• WHAT YOU ARE ASKED TO DO:
Please count the lines in the records below that contain the word "metal", and reply with that number alone.

■ ■ ■ ■

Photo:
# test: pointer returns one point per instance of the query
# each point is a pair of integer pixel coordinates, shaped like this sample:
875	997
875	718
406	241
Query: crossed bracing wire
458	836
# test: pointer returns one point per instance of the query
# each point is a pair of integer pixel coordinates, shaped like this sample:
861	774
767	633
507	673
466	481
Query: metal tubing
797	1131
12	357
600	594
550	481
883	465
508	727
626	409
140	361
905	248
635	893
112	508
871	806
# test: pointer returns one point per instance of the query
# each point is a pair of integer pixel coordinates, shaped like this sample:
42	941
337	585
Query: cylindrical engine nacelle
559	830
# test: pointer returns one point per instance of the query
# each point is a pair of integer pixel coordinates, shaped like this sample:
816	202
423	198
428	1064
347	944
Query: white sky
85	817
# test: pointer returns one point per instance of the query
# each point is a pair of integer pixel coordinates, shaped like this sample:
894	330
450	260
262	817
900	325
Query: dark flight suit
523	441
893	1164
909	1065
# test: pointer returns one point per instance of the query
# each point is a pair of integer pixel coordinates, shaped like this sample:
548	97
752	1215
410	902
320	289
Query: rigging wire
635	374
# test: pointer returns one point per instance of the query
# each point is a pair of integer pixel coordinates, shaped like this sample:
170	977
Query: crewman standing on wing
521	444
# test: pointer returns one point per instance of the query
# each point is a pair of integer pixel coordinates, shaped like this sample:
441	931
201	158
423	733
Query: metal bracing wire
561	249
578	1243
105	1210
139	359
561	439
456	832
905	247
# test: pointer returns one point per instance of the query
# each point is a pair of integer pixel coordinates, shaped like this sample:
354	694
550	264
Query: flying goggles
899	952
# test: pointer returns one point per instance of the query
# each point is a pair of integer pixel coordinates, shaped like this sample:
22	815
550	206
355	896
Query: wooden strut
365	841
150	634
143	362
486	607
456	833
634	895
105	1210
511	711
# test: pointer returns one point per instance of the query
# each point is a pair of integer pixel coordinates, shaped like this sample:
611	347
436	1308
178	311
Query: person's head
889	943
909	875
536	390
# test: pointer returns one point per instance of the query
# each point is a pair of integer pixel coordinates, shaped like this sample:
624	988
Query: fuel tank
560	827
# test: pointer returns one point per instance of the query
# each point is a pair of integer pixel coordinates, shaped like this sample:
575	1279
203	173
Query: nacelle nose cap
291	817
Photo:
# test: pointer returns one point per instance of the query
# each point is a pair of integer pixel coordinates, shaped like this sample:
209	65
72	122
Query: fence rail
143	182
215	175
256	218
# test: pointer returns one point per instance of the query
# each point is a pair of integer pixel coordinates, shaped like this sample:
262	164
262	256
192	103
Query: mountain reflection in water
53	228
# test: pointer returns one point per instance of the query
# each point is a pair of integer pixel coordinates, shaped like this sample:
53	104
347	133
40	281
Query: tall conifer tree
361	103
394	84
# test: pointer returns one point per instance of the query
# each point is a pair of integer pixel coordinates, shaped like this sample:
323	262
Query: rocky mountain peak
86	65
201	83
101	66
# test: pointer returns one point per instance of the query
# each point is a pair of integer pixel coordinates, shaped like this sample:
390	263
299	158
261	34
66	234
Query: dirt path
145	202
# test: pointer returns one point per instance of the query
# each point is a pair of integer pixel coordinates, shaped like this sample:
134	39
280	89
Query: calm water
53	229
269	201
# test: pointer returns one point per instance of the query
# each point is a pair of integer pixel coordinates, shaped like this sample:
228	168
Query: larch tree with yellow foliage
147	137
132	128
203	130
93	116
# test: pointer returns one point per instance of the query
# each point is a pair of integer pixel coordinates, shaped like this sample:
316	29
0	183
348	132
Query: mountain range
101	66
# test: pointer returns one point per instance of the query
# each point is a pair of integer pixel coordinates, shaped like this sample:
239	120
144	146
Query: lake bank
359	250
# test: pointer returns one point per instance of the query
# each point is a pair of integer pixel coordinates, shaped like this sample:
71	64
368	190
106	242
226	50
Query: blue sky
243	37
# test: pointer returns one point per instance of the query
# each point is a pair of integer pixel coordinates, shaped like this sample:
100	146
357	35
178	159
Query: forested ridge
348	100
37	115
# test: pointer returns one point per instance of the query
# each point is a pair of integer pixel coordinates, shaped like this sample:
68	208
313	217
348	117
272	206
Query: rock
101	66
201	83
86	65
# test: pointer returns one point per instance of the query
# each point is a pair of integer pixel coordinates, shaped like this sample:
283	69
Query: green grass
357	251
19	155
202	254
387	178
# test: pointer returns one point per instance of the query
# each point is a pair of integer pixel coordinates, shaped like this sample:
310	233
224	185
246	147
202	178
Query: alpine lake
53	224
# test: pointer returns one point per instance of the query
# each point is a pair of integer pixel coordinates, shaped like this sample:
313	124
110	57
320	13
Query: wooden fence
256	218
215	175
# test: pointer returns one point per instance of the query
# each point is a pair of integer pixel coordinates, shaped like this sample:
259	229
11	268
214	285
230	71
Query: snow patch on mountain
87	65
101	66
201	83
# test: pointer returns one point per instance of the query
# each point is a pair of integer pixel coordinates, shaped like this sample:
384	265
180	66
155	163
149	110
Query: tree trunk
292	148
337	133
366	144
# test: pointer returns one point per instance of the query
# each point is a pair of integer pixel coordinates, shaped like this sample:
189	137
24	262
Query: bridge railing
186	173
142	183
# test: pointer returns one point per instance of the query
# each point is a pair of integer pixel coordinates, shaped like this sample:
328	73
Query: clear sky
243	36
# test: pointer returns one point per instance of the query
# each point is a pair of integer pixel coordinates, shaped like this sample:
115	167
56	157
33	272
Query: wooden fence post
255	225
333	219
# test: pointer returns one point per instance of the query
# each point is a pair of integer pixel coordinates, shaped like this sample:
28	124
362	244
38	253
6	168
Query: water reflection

■ ■ ■ ■

• EXERCISE OUTPUT:
2